**EXERCISE:** Update the records below by changing "Homework 3" to "Homework 5" in every record, with all else left as is.

[START]

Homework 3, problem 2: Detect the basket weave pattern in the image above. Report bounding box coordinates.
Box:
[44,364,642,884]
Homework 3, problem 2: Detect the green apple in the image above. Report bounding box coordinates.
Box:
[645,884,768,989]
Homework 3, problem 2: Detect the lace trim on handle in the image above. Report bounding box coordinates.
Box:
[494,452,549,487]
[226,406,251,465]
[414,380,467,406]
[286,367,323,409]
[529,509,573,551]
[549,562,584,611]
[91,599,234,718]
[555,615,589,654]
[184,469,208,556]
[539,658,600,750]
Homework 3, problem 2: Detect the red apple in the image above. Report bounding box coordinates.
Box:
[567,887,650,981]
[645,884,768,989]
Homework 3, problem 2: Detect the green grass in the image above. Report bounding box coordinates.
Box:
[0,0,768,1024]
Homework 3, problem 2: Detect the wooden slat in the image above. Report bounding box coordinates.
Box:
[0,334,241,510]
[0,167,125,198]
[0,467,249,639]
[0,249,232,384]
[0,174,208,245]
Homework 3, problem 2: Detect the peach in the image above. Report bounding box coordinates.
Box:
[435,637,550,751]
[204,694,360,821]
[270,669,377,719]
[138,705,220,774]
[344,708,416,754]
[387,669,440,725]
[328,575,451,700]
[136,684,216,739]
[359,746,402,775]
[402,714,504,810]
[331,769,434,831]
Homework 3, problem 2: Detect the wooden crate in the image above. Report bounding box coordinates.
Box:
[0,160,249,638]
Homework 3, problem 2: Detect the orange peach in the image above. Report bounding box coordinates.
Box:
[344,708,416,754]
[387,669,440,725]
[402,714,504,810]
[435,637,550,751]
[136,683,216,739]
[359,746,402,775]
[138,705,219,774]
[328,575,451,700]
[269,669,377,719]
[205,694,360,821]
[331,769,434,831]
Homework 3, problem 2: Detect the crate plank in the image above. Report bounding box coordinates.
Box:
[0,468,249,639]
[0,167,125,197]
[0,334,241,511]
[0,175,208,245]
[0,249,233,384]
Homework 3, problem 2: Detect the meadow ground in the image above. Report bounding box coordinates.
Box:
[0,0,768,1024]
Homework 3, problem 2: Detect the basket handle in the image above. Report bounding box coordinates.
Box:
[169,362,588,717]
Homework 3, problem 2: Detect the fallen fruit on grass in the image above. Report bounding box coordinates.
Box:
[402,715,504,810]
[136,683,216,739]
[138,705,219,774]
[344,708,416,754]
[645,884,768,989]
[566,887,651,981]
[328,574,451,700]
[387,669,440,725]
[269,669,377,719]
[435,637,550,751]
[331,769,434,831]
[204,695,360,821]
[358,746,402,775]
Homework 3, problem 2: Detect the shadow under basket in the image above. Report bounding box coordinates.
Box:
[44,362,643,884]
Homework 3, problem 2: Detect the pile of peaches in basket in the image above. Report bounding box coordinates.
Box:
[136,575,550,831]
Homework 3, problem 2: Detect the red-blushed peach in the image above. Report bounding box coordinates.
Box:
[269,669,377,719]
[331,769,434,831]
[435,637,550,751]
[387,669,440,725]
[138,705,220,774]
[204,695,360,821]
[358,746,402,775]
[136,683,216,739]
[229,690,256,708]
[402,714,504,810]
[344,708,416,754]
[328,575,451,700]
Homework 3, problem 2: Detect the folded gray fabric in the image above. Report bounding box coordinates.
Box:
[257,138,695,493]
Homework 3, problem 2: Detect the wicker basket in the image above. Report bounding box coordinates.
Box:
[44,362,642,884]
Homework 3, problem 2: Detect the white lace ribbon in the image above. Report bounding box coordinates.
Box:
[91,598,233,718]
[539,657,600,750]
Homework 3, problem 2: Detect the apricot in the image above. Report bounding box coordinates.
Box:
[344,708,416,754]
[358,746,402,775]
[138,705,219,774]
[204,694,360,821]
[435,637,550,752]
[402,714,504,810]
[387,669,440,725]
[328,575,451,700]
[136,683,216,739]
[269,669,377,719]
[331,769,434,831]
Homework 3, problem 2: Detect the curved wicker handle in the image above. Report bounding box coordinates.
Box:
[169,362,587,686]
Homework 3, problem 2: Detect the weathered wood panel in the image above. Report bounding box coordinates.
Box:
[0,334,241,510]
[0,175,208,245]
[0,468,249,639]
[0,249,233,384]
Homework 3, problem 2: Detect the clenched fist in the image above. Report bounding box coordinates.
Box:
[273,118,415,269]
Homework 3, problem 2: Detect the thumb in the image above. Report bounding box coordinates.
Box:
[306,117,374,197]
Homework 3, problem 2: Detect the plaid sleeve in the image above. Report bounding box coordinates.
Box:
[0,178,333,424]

[END]

**WORKED SOLUTION:**
Homework 5, problem 2: Detect the basket weave pattern in the image above. Report bounding box coordinates.
Box:
[44,364,642,884]
Homework 5, problem 2: Detect the green apple in the image above. Report bounding box coordinates.
Box:
[645,884,768,989]
Homework 5, problem 2: Detect the lace trim on handle in the image above. Report bounding box coordinates.
Box:
[494,452,549,487]
[226,406,251,465]
[414,380,467,406]
[286,367,323,409]
[529,509,573,551]
[549,562,584,611]
[91,599,234,718]
[555,615,589,654]
[184,469,208,556]
[539,658,600,750]
Homework 5, problem 2: Detect the red apple in the image above. Report bounding box coordinates.
Box:
[567,887,650,981]
[645,884,768,989]
Homework 5, problem 2: Detect the green grass in the image above. Report bounding box coordinates.
Box:
[0,0,768,1024]
Homework 5, problem 2: Detect the wooden slat in the image above. Report bounding box coordinates.
Box:
[0,334,241,510]
[0,167,125,198]
[0,467,249,639]
[0,249,232,384]
[0,174,208,245]
Homework 5, problem 2: Detect the peach in the image above. Report bounding box coordinates.
Box:
[435,637,550,751]
[204,694,360,821]
[270,669,377,719]
[138,705,220,774]
[344,708,416,754]
[387,669,440,725]
[328,575,451,700]
[136,684,216,739]
[359,746,402,775]
[402,714,504,810]
[331,769,434,831]
Homework 5, problem 2: Detect the wooden crate in the image above. Report bounding box coordinates.
Box:
[0,160,249,638]
Homework 5, problem 2: Detect the orange peach in the image above. Report bounding box coordinates.
Box:
[344,708,416,754]
[387,669,440,725]
[402,714,504,810]
[435,637,550,751]
[136,683,216,739]
[359,746,402,775]
[138,705,219,774]
[328,575,451,700]
[269,669,377,719]
[205,694,360,821]
[331,769,434,831]
Homework 5, problem 2: Detect the crate plank in the image above. Report bounding box coordinates.
Box:
[0,468,249,639]
[0,167,125,197]
[0,334,241,511]
[0,175,208,245]
[0,249,233,384]
Homework 5, problem 2: Detect the meadow ground in the image above. Report bounding box coordinates.
Box:
[0,0,768,1024]
Homework 5, problem 2: Detect the basket handle in the image above. Report bounding box coordinates.
Box:
[169,362,588,717]
Homework 5, problem 2: Detect the fallen fruit on grass in the image above. Report bounding box coordinates.
Box:
[402,715,504,810]
[136,683,216,739]
[138,705,219,774]
[344,708,416,754]
[645,884,768,989]
[566,887,651,981]
[328,574,451,700]
[387,669,440,725]
[269,669,377,719]
[435,637,550,751]
[331,769,434,831]
[204,695,360,821]
[358,746,402,775]
Homework 5, problem 2: Detect the shadow under basket in the image above. Report bounding box coordinates.
Box:
[44,362,643,884]
Homework 5, problem 2: Detect the pile of peaches in basket in the image above. Report bounding box coordinates.
Box:
[136,575,550,831]
Homework 5, problem 2: Detect the red-blushed peach in the image above. Report bounding box coordinates.
Box:
[269,669,377,719]
[331,769,434,831]
[435,637,550,751]
[387,669,440,725]
[138,705,220,774]
[204,695,360,821]
[358,746,402,775]
[136,683,216,739]
[229,690,256,708]
[402,714,504,810]
[344,708,416,754]
[328,575,451,700]
Homework 5, problem 2: Detect the folded gray fabric in the image above. Report bounding box coordinates.
Box:
[257,138,695,493]
Homework 5, problem 2: Detect the wicker basket in the image above. Report bounding box coordinates.
Box:
[44,362,642,884]
Homework 5, problem 2: Detect the white lace ribbon in the image above. Report bounding box coordinates.
Box:
[91,598,233,718]
[539,657,600,750]
Homework 5, problem 2: Detect the apricot in the image above. Report bounding box coordinates.
Box:
[344,708,416,754]
[358,746,402,775]
[138,705,219,774]
[204,694,360,821]
[435,637,550,752]
[402,714,504,810]
[387,669,440,725]
[328,575,451,700]
[136,683,216,739]
[269,669,377,719]
[331,769,434,831]
Homework 5, problem 2: Detect the curved wicker handle in the image above. Report bounding box coordinates.
Box:
[169,362,587,686]
Homework 5, problem 2: Detect the weathered wood panel in the image above. Report bounding box coordinates.
Box:
[0,334,241,510]
[0,175,208,245]
[0,468,249,639]
[0,249,233,384]
Homework 5, problem 2: Detect the clenched fist in the image above. Report bounding box coordinates.
Box:
[273,118,415,269]
Homework 5, problem 2: Detect the thumb in the image above. Report bounding box coordinates.
Box:
[306,117,374,197]
Homework 5, problem 2: Detect the plaid sleeve in the image above. Report bounding box coordinates.
Box:
[0,178,333,424]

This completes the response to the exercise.